_WHAT THE EXERCISE ASKS_
From the data that follows, print exactly the lines starting at the one containing "on jacket and report the position of each." and ending at the one containing "greens and report the position of each."; include both of them and nothing more.

_THE DATA_

======

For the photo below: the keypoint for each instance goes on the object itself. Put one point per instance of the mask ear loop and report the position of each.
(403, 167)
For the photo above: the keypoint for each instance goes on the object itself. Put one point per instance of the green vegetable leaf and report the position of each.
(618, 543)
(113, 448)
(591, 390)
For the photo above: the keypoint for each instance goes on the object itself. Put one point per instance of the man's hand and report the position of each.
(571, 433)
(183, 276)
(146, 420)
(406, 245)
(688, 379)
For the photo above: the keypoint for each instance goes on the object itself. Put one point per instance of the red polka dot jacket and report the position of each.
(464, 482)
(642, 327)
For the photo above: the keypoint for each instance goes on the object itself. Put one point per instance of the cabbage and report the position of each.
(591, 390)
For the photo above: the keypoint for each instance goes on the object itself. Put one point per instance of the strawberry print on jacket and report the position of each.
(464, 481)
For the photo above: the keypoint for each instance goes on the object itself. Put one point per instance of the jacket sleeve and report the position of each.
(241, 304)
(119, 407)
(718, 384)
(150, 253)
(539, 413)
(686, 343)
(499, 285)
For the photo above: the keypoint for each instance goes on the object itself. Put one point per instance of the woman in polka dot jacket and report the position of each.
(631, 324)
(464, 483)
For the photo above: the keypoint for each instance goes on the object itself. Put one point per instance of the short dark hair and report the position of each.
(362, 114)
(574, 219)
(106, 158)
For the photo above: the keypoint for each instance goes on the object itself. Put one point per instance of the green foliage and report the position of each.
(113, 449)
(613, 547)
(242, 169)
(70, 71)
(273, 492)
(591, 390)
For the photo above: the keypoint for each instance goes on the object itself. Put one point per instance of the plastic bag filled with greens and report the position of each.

======

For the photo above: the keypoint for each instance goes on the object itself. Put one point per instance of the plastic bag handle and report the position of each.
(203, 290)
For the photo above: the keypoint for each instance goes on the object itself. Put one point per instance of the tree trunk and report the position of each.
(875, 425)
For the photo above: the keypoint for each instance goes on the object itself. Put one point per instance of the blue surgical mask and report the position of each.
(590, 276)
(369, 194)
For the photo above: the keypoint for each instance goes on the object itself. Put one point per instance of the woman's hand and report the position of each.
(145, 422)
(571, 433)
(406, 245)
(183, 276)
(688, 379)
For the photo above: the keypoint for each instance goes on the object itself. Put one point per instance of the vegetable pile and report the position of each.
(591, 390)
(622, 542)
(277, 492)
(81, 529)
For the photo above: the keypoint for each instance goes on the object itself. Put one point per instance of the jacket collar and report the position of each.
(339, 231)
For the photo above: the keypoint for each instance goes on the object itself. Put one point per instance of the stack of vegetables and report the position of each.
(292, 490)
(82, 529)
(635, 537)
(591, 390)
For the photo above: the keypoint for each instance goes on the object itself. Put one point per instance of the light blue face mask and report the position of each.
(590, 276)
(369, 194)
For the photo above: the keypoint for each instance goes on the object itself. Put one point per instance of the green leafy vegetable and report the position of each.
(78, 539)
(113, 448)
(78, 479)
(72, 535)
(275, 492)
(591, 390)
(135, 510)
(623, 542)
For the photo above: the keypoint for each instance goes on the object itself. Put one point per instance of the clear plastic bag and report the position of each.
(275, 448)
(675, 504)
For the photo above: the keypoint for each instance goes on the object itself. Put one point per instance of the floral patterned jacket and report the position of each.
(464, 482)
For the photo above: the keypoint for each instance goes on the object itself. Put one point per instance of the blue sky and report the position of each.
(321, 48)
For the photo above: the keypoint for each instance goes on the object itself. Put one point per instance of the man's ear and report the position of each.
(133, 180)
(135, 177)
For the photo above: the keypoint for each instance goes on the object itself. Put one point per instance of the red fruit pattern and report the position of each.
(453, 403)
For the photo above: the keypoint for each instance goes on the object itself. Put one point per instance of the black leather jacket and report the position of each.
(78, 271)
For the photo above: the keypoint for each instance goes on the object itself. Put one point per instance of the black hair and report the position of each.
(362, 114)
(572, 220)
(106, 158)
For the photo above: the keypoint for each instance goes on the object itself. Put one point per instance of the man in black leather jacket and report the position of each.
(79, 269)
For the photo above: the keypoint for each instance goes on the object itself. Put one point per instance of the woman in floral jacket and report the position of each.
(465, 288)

======

_RESPONSE_
For the photo above: the keypoint for each instance goes on the object itself. Put one point per instance of the strawberry print on jacket and report the position of each.
(464, 481)
For the photo above: the keypoint for each instance goes on the object itself. Put one point per instance of the jacket sleeve and report the position of each.
(241, 304)
(119, 407)
(718, 384)
(150, 253)
(539, 413)
(686, 343)
(499, 285)
For the photo above: the keypoint for each instance goes on the object itself. Put one point per instance of the woman in polka dot jacket and report the position of each.
(631, 324)
(464, 483)
For the photo above: the keypoint for each instance goes on the object itself. Put one point per instance of the short dark hair and report the position of each.
(362, 114)
(574, 219)
(106, 158)
For the photo above: the keypoint for each instance goes on the object itself. Put one point per instance of the green foliage and report the position of each.
(113, 449)
(613, 547)
(242, 169)
(70, 71)
(273, 492)
(591, 390)
For the photo above: the keypoint for each instance goes on the object itself. Put one point per instance of the plastic bag filled with greens and report the position of each.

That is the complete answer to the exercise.